# Arbeitsanweisung
Gib nur den Abschnitt von der Zeile mit „the reflection of trees“ bis einschließlich zum Ende der Einträge wieder, die Anweisungszeilen eingeschlossen. Verschiebe dabei jeden Koordinatenwert der Punkte um +135.

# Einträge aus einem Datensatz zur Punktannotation

·····

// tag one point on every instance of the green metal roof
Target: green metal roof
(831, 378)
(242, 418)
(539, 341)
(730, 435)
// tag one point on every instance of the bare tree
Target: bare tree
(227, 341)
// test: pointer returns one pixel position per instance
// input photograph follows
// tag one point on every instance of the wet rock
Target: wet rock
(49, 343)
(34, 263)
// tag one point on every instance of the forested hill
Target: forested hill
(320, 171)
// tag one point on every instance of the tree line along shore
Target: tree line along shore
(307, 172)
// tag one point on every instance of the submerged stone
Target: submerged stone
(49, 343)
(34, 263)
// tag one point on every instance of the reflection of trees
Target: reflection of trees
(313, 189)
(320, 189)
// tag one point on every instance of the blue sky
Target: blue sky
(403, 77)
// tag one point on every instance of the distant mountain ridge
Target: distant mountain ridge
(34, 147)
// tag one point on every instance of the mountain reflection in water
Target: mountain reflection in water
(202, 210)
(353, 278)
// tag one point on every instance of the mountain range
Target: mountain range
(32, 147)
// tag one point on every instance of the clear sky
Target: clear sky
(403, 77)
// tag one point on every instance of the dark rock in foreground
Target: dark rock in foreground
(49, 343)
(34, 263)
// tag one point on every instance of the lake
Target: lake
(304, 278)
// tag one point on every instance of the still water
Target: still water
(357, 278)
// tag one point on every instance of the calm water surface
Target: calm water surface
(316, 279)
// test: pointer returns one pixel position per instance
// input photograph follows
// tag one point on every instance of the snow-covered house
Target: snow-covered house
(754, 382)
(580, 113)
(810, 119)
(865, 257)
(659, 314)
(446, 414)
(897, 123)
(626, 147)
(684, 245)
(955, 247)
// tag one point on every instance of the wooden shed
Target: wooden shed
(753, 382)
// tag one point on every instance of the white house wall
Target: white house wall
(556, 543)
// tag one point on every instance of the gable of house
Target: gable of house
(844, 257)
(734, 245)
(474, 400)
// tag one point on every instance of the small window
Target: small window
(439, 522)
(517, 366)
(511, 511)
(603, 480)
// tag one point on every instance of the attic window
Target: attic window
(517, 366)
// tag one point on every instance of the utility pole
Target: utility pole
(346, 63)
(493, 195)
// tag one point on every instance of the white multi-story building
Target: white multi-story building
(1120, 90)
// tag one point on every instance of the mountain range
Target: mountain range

·····

# Korrekte Antwort
// tag one point on every instance of the reflection of trees
Target: reflection of trees
(448, 324)
(455, 324)
// tag one point on every instance of the blue sky
Target: blue sky
(538, 212)
// tag one point on every instance of the distant mountain ridge
Target: distant mountain ridge
(169, 282)
// tag one point on every instance of the mountain reflection in water
Target: mountain reflection in water
(337, 345)
(488, 413)
// tag one point on every instance of the mountain range
Target: mountain range
(167, 282)
// tag one point on every instance of the clear sky
Target: clear sky
(538, 212)
// tag one point on every instance of the dark rock in foreground
Target: dark rock in foreground
(184, 478)
(169, 398)
// tag one point on every instance of the lake
Target: lake
(439, 413)
// tag one point on every instance of the still water
Target: still water
(492, 413)
// tag one point on every instance of the calm water surface
Target: calm water surface
(451, 414)
// test: pointer returns one pixel position per instance
// input photograph follows
// tag one point on every instance of the snow-covered house
Target: snow-covered house
(889, 517)
(715, 248)
(945, 254)
(1000, 392)
(794, 449)
(581, 549)
(1032, 258)
(761, 282)
(819, 380)
(1090, 382)
// tag one point on every instance of the wooden shed
Target: wooden shed
(888, 517)
// tag one point on every instance of the white house wall
Target: white house wall
(691, 678)
// tag one point on every instance of the gable of house
Target: gable of house
(979, 392)
(869, 380)
(609, 535)
// tag one point on every instance of the small window
Target: small window
(574, 657)
(652, 501)
(646, 646)
(738, 615)
// tag one point on every instance of the attic window
Target: attic window
(652, 501)
// tag one point on every instance of the utility pole
Target: utility pole
(481, 198)
(628, 330)
// tag one point on every instance of the white multi-story building
Target: white multi-story building
(1255, 225)
// tag one point on every instance of the mountain range
Target: mountain range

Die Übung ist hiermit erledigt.